── Recorded data
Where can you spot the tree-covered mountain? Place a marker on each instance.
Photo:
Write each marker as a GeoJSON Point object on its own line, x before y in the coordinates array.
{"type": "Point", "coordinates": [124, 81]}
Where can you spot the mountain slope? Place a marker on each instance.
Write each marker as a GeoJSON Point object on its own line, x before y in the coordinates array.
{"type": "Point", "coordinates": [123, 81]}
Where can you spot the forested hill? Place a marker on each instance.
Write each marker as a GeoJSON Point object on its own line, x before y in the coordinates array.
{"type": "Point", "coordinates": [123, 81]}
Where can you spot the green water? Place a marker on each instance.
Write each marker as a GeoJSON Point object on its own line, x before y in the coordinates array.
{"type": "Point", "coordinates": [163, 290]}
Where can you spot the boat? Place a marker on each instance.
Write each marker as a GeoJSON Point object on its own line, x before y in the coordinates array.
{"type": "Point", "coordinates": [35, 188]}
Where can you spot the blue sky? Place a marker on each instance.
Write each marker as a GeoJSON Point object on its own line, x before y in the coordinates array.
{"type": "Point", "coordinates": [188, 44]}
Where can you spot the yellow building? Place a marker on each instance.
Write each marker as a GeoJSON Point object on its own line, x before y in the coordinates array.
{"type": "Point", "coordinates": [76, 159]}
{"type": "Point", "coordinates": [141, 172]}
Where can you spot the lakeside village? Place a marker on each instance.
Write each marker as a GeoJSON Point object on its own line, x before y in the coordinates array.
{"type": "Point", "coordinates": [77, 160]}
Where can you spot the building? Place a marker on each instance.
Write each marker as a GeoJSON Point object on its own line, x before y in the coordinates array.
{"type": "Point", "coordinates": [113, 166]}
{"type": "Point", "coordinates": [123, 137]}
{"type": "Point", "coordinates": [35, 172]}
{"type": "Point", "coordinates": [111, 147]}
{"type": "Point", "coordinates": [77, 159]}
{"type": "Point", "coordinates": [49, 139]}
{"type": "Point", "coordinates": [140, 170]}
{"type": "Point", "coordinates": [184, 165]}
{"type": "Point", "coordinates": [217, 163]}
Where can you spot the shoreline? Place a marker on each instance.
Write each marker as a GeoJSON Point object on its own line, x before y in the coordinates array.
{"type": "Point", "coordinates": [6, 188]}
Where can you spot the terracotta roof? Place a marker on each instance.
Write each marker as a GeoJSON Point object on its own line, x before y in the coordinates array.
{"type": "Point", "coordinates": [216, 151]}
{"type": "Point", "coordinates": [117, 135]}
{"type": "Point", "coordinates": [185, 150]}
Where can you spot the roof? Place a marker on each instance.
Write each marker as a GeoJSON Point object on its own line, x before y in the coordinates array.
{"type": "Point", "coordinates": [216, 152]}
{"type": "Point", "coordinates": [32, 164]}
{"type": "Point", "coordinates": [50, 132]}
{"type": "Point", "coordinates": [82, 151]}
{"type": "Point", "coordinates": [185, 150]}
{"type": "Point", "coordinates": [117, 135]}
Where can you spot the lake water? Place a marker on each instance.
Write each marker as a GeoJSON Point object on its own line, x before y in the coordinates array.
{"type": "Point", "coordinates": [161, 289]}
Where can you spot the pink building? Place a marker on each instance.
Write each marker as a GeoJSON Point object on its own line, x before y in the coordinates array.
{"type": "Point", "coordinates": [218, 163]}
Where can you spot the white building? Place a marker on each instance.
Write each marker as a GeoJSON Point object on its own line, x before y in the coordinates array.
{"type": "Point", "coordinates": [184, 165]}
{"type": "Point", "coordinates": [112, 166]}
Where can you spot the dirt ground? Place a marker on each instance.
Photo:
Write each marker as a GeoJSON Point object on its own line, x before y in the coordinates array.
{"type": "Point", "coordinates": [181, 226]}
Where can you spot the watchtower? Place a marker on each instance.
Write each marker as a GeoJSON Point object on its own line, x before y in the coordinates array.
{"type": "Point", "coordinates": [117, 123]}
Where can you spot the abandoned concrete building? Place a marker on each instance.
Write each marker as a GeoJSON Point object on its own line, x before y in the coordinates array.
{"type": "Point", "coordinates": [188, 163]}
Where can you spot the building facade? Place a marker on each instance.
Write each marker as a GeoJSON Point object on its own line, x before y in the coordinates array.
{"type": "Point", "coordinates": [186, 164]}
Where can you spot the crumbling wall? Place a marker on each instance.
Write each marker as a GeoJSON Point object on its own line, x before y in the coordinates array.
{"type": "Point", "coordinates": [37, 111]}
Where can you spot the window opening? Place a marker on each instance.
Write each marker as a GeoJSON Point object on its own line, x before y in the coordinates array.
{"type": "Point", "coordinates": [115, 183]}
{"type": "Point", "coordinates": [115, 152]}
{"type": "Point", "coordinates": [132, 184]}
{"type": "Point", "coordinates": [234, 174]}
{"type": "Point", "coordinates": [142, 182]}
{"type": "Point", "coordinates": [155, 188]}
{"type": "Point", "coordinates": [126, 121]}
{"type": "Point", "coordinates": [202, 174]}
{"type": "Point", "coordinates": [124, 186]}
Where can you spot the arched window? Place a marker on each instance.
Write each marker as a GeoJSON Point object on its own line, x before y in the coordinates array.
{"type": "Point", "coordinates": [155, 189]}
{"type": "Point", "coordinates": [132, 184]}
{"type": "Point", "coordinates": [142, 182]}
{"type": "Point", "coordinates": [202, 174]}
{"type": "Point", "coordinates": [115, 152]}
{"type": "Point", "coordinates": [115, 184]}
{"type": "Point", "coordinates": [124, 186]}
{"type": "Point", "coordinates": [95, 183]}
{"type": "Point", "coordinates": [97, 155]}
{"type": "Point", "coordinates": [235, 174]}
────
Set exercise: Set down the whole listing above again, line for line, without changing a single character.

Solution:
Where can you spot the tree-covered mountain? Place a marker on each instance.
Photo:
Write each marker as a GeoJSON Point object on its own line, x before y in the coordinates array.
{"type": "Point", "coordinates": [124, 81]}
Where can you spot the mountain slope? Place a marker on each instance.
Write each marker as a GeoJSON Point object on its own line, x before y in the coordinates array.
{"type": "Point", "coordinates": [123, 81]}
Where can you spot the forested hill? Place a marker on each instance.
Write each marker as a GeoJSON Point object on its own line, x before y in the coordinates array.
{"type": "Point", "coordinates": [123, 81]}
Where can you spot the green water? Place a marker on each instance.
Write each marker as a GeoJSON Point object on its own line, x before y in the coordinates array.
{"type": "Point", "coordinates": [163, 290]}
Where can you spot the boat? Place a marker on each instance.
Write each marker as a GeoJSON Point object on its own line, x before y in the coordinates array.
{"type": "Point", "coordinates": [35, 188]}
Where can you spot the blue sky? Place a marker on each instance.
Write each marker as a GeoJSON Point object on its own line, x before y in the coordinates array.
{"type": "Point", "coordinates": [188, 44]}
Where can you spot the yellow building? Place a marker on each instance.
Write each marker as a GeoJSON Point object on its own line, x before y in the coordinates array.
{"type": "Point", "coordinates": [76, 159]}
{"type": "Point", "coordinates": [141, 172]}
Where can you spot the lakeside village? Place a marker on each instance.
Write each marker as a GeoJSON Point object on its own line, x before y in the coordinates array.
{"type": "Point", "coordinates": [77, 160]}
Where can you spot the building? Place a marker on each instance.
Write each marker as a GeoJSON Point object on its own line, x before y in the coordinates array.
{"type": "Point", "coordinates": [113, 166]}
{"type": "Point", "coordinates": [123, 137]}
{"type": "Point", "coordinates": [35, 172]}
{"type": "Point", "coordinates": [111, 147]}
{"type": "Point", "coordinates": [77, 159]}
{"type": "Point", "coordinates": [49, 139]}
{"type": "Point", "coordinates": [140, 170]}
{"type": "Point", "coordinates": [184, 165]}
{"type": "Point", "coordinates": [217, 163]}
Where can you spot the shoreline? Place a marker on each instance.
Write each marker as a GeoJSON Point object on its own line, x before y in the coordinates array.
{"type": "Point", "coordinates": [6, 188]}
Where can you spot the terracotta roof? Place a marker on each instance.
Write each marker as a GeoJSON Point object on its own line, x before y in the coordinates array.
{"type": "Point", "coordinates": [216, 151]}
{"type": "Point", "coordinates": [117, 135]}
{"type": "Point", "coordinates": [185, 150]}
Where can you spot the roof? Place a marker on each instance.
Write each marker as a GeoJSON Point object on its own line, x before y in the coordinates array.
{"type": "Point", "coordinates": [216, 152]}
{"type": "Point", "coordinates": [32, 164]}
{"type": "Point", "coordinates": [50, 132]}
{"type": "Point", "coordinates": [82, 151]}
{"type": "Point", "coordinates": [185, 150]}
{"type": "Point", "coordinates": [117, 135]}
Where can you spot the lake water? Place a marker on each instance.
Write each marker as a GeoJSON Point object on its own line, x before y in the coordinates array.
{"type": "Point", "coordinates": [161, 289]}
Where can you spot the pink building? Place a marker on each instance.
Write each marker as a GeoJSON Point object on its own line, x before y in the coordinates array.
{"type": "Point", "coordinates": [218, 163]}
Where can you spot the white building? Place a marker on each instance.
Write each marker as a GeoJSON Point object on its own line, x before y in the coordinates array.
{"type": "Point", "coordinates": [184, 165]}
{"type": "Point", "coordinates": [112, 166]}
Where can you spot the dirt ground? Place a marker on each instance.
Photo:
Write each marker as a GeoJSON Point object on its own line, x before y in the coordinates array.
{"type": "Point", "coordinates": [181, 226]}
Where can you spot the watchtower? Place a marker on each instance.
Write each marker as a GeoJSON Point object on its own line, x before y in the coordinates array.
{"type": "Point", "coordinates": [117, 123]}
Where can you spot the abandoned concrete building? Place a marker on each instance.
Write each marker as a GeoJSON Point object on its own line, x before y in the coordinates array.
{"type": "Point", "coordinates": [188, 163]}
Where can you spot the building facade? Place a marker on each instance.
Write each marker as a GeoJSON Point object on its own line, x before y in the coordinates array.
{"type": "Point", "coordinates": [186, 164]}
Where can you spot the crumbling wall? Place a marker on each instance.
Write each marker as a GeoJSON Point object on its own line, x before y in the coordinates array.
{"type": "Point", "coordinates": [37, 111]}
Where can you spot the window opening? Place a marker on each instance.
Write each marker as a GeoJSON Point object on its own line, x before y in the coordinates array.
{"type": "Point", "coordinates": [115, 183]}
{"type": "Point", "coordinates": [115, 152]}
{"type": "Point", "coordinates": [132, 184]}
{"type": "Point", "coordinates": [234, 174]}
{"type": "Point", "coordinates": [142, 182]}
{"type": "Point", "coordinates": [155, 188]}
{"type": "Point", "coordinates": [126, 121]}
{"type": "Point", "coordinates": [202, 174]}
{"type": "Point", "coordinates": [124, 186]}
Where can you spot the arched window? Place a marker on each instance.
Write each marker as a GeoJSON Point object on its own line, x before y in the coordinates array.
{"type": "Point", "coordinates": [155, 189]}
{"type": "Point", "coordinates": [132, 184]}
{"type": "Point", "coordinates": [142, 182]}
{"type": "Point", "coordinates": [202, 174]}
{"type": "Point", "coordinates": [115, 152]}
{"type": "Point", "coordinates": [115, 184]}
{"type": "Point", "coordinates": [124, 186]}
{"type": "Point", "coordinates": [95, 183]}
{"type": "Point", "coordinates": [97, 155]}
{"type": "Point", "coordinates": [235, 174]}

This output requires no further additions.